**GOAL OF THE EXERCISE:** Rewrite every row below with "thickest" swapped for "widest" and all else unchanged. Leave the pictures out.

**EXERCISE INPUTS:**
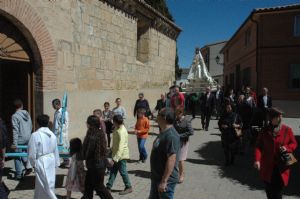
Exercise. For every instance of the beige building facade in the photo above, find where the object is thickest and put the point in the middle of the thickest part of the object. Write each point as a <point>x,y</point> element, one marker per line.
<point>95,50</point>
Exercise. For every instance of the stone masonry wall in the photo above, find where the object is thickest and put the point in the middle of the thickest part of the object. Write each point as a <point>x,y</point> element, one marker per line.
<point>96,48</point>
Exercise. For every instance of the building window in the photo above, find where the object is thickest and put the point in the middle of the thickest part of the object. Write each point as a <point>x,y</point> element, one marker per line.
<point>297,26</point>
<point>231,80</point>
<point>294,80</point>
<point>226,81</point>
<point>247,37</point>
<point>227,56</point>
<point>143,41</point>
<point>247,77</point>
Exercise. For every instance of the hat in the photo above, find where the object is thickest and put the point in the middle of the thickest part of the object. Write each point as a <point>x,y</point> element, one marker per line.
<point>275,112</point>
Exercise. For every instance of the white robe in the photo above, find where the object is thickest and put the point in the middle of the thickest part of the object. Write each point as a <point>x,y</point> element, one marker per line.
<point>44,157</point>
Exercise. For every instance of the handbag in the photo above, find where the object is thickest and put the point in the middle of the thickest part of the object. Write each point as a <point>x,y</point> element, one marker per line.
<point>288,159</point>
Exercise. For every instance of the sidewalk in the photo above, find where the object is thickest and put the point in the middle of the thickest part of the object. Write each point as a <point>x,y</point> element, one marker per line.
<point>205,176</point>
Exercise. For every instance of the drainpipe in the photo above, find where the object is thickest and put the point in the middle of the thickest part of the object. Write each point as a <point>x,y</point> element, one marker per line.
<point>257,54</point>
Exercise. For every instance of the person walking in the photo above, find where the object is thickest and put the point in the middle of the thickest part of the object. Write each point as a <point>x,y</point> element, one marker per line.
<point>94,154</point>
<point>193,98</point>
<point>107,117</point>
<point>228,124</point>
<point>76,174</point>
<point>264,103</point>
<point>43,156</point>
<point>142,103</point>
<point>207,106</point>
<point>61,129</point>
<point>22,128</point>
<point>183,126</point>
<point>161,103</point>
<point>272,146</point>
<point>164,157</point>
<point>120,154</point>
<point>177,98</point>
<point>119,110</point>
<point>142,127</point>
<point>3,139</point>
<point>219,101</point>
<point>98,113</point>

**TASK OUTPUT:**
Exercise. For every instance of the beige building facade in the photo above, find where the object is widest and put the point in the middle of the widest part of the object. Write each point as a <point>x,y</point> element, one marker per line.
<point>95,50</point>
Exercise. For every instance of the stone masonry wall in the photo above, find where the object is widest and put the point in the middle of the widest part of the object. Write each point as a <point>x,y</point> element, one marker per line.
<point>96,48</point>
Exercise. For every instance of the building window in the photo above, find where the object is widest and put the point in the middle of the widest part of the object. Write each point as a <point>x,y</point> element, one marker per line.
<point>297,26</point>
<point>231,80</point>
<point>294,80</point>
<point>226,81</point>
<point>247,37</point>
<point>227,56</point>
<point>143,41</point>
<point>247,77</point>
Exercise. For every instance of the hat in the photo above, find where the object is widest and put the point in the middle of the widest part of the object. Write each point as a <point>x,y</point> element, one marker per line.
<point>275,112</point>
Exercise. For every instance of the white robe in the photo above, find where the object is widest and put the point in the middle of the widest part of the object. Write each point as a <point>x,y</point> element, one marker per line.
<point>44,157</point>
Exercise. For every instance of the handbag in the photo above, find where the object is widest and put the point in the middle of the widest part of the object. Write each point as a <point>x,y</point> element, one marker per line.
<point>288,159</point>
Exercise. For every instance of the sidewalk in the photo above, find where the object is widest and put the point in the middle of the widest part of the object. Write each point as a <point>x,y</point> element, one marker per line.
<point>205,176</point>
Exercise. For every instance of the drainpipe in the photo above, find where the object is widest and put the point in the middle of the widest part of the object. Write each point as a <point>x,y</point> element, one marker per line.
<point>257,54</point>
Exercise. For every instance of the person walking in the photo above, find where the object is widest and put the point in the middle of the widest part of the object. Write each point as a <point>x,y</point> element, one marker per line.
<point>94,154</point>
<point>193,98</point>
<point>107,117</point>
<point>228,124</point>
<point>76,174</point>
<point>264,103</point>
<point>43,156</point>
<point>142,103</point>
<point>207,106</point>
<point>61,129</point>
<point>22,128</point>
<point>183,126</point>
<point>161,103</point>
<point>272,146</point>
<point>164,157</point>
<point>120,154</point>
<point>177,98</point>
<point>119,110</point>
<point>142,127</point>
<point>3,139</point>
<point>219,101</point>
<point>98,113</point>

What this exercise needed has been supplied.